# Passage provided
-- BEGIN --

The hotel on the outskirts of the city was bathed in glittering, pale, distinctly Nordic sunlight for the entirety of the Nostos II conference in Helsinki; white-stemmed beech trees surrounded the grandiose Moomin-like hall in which the gala dinner at the end of the conference would be held. Next to the Moomin House—a tribute to a beloved Scandinavian fairy tale by Finnish author Tove Janssen—in a hall with windows overlooking one of the great Finnish gulfs entering the Baltic sea, the opening remarks kicking off the conference would soon commence.
The guests of the conference were many, but the variety amongst the attendees was remarkable: architects, writers, political commentators, former and current politicians, historians, students, philosophers, professors, activists, as well interested lay persons. The anticipatory glow before the opening remarks was evident amongst the visitors and guests, seated in the plush marine-blue hotel chairs as they were. Without a clear feeling of what the take away would be this time around, the excitement could be described as a certain background mood of joy, as it is not often that diverse members of the Nordic countries gather in order to devise an account of the unique nature of Nordic conservatism. The description of the event, presented on the website of one of the main sponsors, read:
Nordic conservatism is in a renaissance, with new ideas and beliefs emerging to support the old. Chief amongst them is the debate over the foundations and fundamentals underpinning free society. Nordic countries are at the forefront of this debate over the balance of freedom and responsibility in both government and civil society—balancing the role of the state with that of the individual. For many, this freedom is under renewed pressure with the rise of a radical counter cultures in society.
Last year, at Oslo’s conference, all the Nordic countries except for Denmark were represented—Sweden, Norway, Iceland, and Finland. At this year’s conference, however, this was all rectified as Denmark was present, as well as representatives from Hungary and Estonia.
The title of the conference was simply “Nostos II, ”inspired by the ancient Greek theme of homecoming, essential to two of the canonized epics of the Western world, namely Homer’s The Iliad and The Odyssey. The heroes Odysseus, Menelaus, and Nestor—from whom the concept is named—all recount their stories of journeying home from the decade-long war across the Aegean sea. ‘Nostalgic’ denotes a “longing for or thinking fondly of a past time or condition,” or an emotion that is “evocative of a longed-for past time or condition.” Likewise, the noun refers to “someone who longs for a past time or condition: a person given to nostalgia.”
Indeed, conservatives are often accused of entertaining the naïve idea of returning to a glorious past when things were ‘better.’ After all, the past is as much a reconstruction of present needs as the future is a projection of our wants and fears—or so progressive ideology would claim. Yet, as recent cognitive science has shown (and perennial traditions would corroborate), the ability to imagine a future depends on having a conception of and appreciation for the past.
So, what is Nordic Conservatism? What, if anything, binds Scandinavia and the Nordic countries together? And what can Nordic conservatism contribute to the contemporary political climate?
Background
Few could fully anticipate the exact turn of events that would lead Sweden—traditionally the most neutral country in Scandinavia in particular and in Northern Europe in general—to officially apply for NATO membership earlier this spring. Of course, the war waged against Ukraine by Russia was a pivotal and necessary event. The only country lying between Sweden and the behemoth to the east is Finland, with Estonia lying along the same border south of the Gulf of Finland.

-- END --

Records from a dataset:
-- BEGIN --

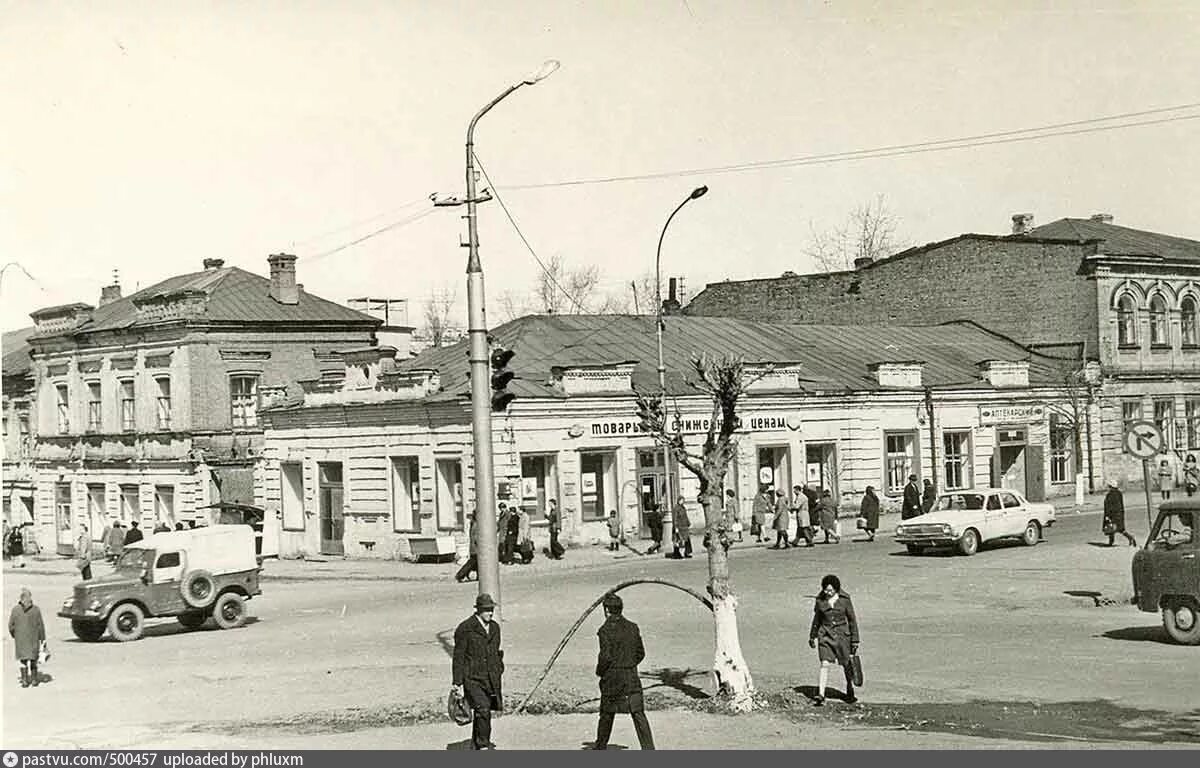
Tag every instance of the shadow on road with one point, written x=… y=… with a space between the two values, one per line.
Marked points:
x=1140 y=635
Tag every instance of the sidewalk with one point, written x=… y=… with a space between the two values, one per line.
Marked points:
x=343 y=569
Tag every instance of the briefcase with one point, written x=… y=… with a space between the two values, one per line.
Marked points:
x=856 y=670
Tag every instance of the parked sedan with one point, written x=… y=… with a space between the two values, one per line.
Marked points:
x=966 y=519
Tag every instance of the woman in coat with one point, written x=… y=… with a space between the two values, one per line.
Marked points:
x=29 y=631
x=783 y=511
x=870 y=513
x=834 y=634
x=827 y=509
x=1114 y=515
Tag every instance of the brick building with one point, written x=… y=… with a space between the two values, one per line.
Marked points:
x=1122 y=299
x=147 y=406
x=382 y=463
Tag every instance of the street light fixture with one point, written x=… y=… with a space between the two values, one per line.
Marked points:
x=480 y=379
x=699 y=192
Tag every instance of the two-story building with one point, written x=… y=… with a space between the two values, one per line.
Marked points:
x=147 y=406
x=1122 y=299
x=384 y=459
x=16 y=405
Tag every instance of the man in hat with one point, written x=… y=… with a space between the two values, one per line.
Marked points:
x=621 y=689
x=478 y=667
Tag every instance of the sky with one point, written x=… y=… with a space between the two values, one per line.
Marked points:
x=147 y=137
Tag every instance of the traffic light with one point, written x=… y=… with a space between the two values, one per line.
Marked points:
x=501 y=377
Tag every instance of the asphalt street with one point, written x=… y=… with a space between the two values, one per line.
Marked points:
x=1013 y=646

-- END --

# Short exercise 1
Retype the text of the Nostos II conference report between "So, what is" and "Gulf of Finland.", inclusive.
# Short exercise 2
Convert the dataset entries from their start through the line holding "x=343 y=569", inclusive, into a numbered list. Skip blank lines and leave the pictures out.

# Correct answer 1
So, what is Nordic Conservatism? What, if anything, binds Scandinavia and the Nordic countries together? And what can Nordic conservatism contribute to the contemporary political climate?
Background
Few could fully anticipate the exact turn of events that would lead Sweden—traditionally the most neutral country in Scandinavia in particular and in Northern Europe in general—to officially apply for NATO membership earlier this spring. Of course, the war waged against Ukraine by Russia was a pivotal and necessary event. The only country lying between Sweden and the behemoth to the east is Finland, with Estonia lying along the same border south of the Gulf of Finland.

# Correct answer 2
1. Tag every instance of the shadow on road with one point, written x=… y=… with a space between the two values, one per line.
2. Marked points:
3. x=1140 y=635
4. Tag every instance of the sidewalk with one point, written x=… y=… with a space between the two values, one per line.
5. Marked points:
6. x=343 y=569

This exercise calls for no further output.